◆ Short exercise
Return every line of the rows below that contains the word "bloom", copying each line unchanged.

Source records:
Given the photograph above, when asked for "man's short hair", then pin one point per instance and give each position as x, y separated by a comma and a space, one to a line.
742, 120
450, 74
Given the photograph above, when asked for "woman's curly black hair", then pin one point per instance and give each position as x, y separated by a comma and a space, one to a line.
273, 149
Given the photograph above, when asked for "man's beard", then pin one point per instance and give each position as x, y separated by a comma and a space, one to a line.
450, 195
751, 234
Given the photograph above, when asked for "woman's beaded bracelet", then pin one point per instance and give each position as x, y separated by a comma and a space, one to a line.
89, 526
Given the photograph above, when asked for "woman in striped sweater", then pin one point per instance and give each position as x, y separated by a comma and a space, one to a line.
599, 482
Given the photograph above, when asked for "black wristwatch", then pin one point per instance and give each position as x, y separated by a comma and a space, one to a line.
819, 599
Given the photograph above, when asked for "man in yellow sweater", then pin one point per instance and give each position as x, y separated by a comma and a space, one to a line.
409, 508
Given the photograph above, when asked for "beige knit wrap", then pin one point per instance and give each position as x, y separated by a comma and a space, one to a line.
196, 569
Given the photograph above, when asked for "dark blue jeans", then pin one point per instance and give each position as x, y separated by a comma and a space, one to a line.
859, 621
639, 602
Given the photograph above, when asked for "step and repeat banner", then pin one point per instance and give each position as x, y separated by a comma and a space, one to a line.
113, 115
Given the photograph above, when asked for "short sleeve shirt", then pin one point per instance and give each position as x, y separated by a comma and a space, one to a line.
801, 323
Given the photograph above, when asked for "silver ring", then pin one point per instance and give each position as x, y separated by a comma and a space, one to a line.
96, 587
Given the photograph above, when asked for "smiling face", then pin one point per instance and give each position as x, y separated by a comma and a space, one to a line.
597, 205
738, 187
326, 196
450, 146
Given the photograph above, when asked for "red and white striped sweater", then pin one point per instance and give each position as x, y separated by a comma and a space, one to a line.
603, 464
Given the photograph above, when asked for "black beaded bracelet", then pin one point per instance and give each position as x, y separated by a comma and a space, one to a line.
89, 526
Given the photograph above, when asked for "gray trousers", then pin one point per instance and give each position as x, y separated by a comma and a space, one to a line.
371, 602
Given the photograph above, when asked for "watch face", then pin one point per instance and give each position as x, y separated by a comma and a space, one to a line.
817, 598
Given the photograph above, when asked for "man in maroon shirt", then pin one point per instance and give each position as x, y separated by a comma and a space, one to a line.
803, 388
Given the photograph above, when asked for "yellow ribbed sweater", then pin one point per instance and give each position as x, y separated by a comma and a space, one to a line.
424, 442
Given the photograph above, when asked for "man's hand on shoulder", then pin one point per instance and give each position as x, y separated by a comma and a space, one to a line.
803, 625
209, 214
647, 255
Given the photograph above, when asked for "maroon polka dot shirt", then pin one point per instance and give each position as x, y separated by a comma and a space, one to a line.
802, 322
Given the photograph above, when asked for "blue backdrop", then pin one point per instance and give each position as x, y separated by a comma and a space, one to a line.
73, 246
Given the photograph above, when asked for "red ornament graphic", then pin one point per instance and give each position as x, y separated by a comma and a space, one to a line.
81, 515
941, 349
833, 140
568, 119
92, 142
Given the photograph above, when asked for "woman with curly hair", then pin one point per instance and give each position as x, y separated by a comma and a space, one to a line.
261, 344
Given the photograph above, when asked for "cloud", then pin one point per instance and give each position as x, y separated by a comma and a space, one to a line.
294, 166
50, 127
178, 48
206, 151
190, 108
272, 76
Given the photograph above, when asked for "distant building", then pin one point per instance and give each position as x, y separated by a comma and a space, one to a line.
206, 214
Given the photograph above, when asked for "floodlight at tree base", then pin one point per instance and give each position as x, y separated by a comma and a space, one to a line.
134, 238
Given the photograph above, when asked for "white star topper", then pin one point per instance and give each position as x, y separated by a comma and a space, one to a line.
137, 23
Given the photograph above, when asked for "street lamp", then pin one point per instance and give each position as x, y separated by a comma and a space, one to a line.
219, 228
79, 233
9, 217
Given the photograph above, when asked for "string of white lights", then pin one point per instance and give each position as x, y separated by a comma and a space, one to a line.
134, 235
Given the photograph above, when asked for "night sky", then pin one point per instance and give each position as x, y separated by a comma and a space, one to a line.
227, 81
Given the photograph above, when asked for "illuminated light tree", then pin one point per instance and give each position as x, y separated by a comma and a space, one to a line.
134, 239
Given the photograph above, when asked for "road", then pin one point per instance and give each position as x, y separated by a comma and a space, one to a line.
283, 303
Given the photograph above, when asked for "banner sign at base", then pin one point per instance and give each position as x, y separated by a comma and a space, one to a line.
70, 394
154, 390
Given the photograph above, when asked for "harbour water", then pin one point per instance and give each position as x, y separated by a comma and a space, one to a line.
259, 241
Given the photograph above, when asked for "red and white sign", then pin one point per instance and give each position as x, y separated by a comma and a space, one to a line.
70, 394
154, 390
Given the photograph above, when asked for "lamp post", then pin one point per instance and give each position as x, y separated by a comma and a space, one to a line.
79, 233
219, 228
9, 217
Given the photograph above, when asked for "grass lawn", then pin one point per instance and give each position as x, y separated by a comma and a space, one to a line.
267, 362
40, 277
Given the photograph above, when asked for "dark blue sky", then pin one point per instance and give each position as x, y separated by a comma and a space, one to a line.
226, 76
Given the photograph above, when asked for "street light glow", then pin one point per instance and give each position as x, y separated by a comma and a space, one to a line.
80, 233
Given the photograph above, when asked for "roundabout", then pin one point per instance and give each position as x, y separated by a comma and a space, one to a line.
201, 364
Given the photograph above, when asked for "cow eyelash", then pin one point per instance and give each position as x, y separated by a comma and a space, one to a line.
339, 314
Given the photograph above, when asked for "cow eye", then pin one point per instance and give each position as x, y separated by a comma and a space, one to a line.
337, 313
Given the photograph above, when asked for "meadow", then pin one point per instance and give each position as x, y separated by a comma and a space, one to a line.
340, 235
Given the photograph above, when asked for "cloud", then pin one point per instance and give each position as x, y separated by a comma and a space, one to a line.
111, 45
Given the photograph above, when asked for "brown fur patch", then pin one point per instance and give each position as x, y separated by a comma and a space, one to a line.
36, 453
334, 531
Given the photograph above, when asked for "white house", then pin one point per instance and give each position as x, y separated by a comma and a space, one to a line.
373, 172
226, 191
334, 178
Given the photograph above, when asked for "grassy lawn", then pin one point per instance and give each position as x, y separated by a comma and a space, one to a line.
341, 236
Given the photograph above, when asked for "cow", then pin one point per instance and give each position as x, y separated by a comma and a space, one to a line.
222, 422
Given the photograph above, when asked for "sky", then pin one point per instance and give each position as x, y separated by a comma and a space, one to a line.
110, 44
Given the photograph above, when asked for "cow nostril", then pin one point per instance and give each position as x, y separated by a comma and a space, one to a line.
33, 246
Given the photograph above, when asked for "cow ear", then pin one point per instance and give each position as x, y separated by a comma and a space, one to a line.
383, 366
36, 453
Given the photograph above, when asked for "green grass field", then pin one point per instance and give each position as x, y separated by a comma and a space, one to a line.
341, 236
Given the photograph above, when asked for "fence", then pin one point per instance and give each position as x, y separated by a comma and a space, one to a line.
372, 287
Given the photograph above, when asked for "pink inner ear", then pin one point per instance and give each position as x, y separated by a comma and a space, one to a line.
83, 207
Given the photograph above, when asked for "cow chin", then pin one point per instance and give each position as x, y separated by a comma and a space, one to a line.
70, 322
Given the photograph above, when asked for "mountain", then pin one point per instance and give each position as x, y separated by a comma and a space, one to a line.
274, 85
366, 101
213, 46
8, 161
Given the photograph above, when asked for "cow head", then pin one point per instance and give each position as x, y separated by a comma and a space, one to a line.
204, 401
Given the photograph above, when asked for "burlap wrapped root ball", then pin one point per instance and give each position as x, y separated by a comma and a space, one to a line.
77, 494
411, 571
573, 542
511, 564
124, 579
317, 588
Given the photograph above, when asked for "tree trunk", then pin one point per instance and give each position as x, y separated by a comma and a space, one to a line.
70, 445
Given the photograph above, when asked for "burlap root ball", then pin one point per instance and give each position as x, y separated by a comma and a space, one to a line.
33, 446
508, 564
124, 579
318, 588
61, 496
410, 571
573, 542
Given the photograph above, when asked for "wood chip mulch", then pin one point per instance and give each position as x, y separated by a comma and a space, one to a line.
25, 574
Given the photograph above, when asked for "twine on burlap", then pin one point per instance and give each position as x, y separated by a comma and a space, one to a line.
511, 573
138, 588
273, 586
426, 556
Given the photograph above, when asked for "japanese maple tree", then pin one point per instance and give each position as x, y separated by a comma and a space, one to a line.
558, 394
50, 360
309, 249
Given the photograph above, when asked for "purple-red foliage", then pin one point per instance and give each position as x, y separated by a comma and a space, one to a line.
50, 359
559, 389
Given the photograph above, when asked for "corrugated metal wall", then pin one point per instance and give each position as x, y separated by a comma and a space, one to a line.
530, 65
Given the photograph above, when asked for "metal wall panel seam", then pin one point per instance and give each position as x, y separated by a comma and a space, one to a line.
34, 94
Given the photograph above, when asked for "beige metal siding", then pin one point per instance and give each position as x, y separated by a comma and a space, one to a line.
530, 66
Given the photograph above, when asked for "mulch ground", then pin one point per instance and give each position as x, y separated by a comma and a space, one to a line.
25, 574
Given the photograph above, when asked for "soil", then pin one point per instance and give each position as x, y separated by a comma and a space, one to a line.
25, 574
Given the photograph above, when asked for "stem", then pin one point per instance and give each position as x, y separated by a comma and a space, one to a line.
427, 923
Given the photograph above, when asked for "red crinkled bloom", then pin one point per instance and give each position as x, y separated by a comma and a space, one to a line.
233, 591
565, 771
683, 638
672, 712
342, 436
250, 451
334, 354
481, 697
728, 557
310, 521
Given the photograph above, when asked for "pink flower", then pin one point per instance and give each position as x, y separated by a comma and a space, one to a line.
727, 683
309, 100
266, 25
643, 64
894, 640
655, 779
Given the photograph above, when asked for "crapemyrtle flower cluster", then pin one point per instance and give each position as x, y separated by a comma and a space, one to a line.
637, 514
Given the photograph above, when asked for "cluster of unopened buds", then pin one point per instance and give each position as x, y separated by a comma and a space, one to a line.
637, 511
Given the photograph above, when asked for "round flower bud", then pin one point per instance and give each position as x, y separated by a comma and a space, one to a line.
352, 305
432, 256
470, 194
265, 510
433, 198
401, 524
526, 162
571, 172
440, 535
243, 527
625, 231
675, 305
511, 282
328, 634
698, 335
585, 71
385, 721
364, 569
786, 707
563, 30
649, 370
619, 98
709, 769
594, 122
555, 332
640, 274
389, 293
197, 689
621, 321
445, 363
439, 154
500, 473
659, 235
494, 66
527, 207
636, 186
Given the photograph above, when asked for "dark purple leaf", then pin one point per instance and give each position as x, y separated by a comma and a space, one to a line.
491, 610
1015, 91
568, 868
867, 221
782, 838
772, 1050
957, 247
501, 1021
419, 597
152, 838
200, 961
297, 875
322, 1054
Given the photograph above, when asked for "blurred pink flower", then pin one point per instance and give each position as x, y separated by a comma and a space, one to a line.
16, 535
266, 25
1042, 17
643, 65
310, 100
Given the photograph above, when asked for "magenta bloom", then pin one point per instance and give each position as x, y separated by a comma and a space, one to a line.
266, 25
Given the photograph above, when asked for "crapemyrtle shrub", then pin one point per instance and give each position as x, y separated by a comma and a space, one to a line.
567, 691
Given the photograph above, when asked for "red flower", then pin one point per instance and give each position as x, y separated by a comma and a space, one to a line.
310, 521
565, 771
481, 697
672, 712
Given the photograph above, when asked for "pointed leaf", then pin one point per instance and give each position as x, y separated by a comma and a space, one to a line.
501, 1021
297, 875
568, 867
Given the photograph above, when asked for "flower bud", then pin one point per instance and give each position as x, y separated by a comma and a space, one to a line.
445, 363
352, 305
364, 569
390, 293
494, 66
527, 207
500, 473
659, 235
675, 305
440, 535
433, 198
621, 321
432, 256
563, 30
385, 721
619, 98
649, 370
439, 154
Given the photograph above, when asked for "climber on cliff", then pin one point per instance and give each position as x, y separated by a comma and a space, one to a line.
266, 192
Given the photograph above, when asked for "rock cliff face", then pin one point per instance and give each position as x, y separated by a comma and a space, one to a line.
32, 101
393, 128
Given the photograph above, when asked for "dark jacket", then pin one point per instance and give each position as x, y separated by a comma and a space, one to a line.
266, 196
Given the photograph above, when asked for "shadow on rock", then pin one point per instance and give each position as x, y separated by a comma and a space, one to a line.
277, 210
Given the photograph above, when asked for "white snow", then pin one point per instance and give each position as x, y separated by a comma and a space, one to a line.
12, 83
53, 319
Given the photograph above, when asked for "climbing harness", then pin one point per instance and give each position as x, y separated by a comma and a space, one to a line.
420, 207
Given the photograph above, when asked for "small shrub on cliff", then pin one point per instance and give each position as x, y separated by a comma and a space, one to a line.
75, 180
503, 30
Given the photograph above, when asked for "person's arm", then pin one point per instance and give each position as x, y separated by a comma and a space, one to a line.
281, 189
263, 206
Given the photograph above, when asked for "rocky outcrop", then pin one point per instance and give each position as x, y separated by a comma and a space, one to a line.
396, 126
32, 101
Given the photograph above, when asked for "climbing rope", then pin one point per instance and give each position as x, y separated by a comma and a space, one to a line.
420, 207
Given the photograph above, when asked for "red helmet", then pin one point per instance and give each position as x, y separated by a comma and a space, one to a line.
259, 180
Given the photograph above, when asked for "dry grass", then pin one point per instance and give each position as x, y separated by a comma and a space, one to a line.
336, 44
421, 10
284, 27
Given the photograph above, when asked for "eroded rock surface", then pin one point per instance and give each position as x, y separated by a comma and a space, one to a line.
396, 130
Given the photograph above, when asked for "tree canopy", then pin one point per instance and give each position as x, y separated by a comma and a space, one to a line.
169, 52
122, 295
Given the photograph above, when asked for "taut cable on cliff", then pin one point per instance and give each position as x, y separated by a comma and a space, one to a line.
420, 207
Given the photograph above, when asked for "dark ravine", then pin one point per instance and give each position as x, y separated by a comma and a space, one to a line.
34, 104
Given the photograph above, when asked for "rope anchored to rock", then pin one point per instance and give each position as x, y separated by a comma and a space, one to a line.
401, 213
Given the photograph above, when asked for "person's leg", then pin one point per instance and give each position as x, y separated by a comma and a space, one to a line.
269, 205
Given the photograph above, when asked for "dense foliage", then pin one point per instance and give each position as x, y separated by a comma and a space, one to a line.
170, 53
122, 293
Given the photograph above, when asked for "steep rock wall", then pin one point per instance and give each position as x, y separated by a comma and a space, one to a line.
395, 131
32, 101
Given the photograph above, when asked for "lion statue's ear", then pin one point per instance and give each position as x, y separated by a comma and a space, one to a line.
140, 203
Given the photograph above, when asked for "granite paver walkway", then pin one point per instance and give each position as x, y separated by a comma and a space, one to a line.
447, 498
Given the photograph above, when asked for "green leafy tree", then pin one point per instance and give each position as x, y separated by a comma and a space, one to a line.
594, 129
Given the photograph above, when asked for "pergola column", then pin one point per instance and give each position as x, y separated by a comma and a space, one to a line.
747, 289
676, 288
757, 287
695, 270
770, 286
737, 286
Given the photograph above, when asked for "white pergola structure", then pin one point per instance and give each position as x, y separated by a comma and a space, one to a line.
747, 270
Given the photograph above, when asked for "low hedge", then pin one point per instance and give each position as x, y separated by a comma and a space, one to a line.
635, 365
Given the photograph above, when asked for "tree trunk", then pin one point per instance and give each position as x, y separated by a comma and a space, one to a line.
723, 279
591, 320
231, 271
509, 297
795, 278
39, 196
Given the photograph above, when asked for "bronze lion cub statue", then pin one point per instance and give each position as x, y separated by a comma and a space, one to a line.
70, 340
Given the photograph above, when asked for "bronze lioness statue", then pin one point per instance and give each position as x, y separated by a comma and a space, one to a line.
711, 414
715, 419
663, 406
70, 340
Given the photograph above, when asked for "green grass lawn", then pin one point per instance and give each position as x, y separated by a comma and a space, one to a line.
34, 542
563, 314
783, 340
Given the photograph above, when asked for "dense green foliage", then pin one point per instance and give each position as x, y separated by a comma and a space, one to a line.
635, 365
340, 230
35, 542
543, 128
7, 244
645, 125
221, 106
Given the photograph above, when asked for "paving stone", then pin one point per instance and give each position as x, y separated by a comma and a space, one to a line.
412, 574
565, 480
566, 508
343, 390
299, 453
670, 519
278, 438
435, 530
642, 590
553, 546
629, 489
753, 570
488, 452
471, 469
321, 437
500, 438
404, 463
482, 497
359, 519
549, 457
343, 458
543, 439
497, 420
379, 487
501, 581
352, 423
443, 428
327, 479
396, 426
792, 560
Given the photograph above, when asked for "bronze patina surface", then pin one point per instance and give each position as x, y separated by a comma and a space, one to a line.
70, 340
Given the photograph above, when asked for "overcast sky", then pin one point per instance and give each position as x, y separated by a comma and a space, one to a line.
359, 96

◆ Answer for the task
Given the photograph above, when asked for "red crinkled bloom", then pin one point per instance and give each position as x, y separated by a comma and a space, one to a line.
Given the photograph above, when asked for "magenta bloom", then pin one point per instance and give each position as x, y separated by a comma and a space, one to a line.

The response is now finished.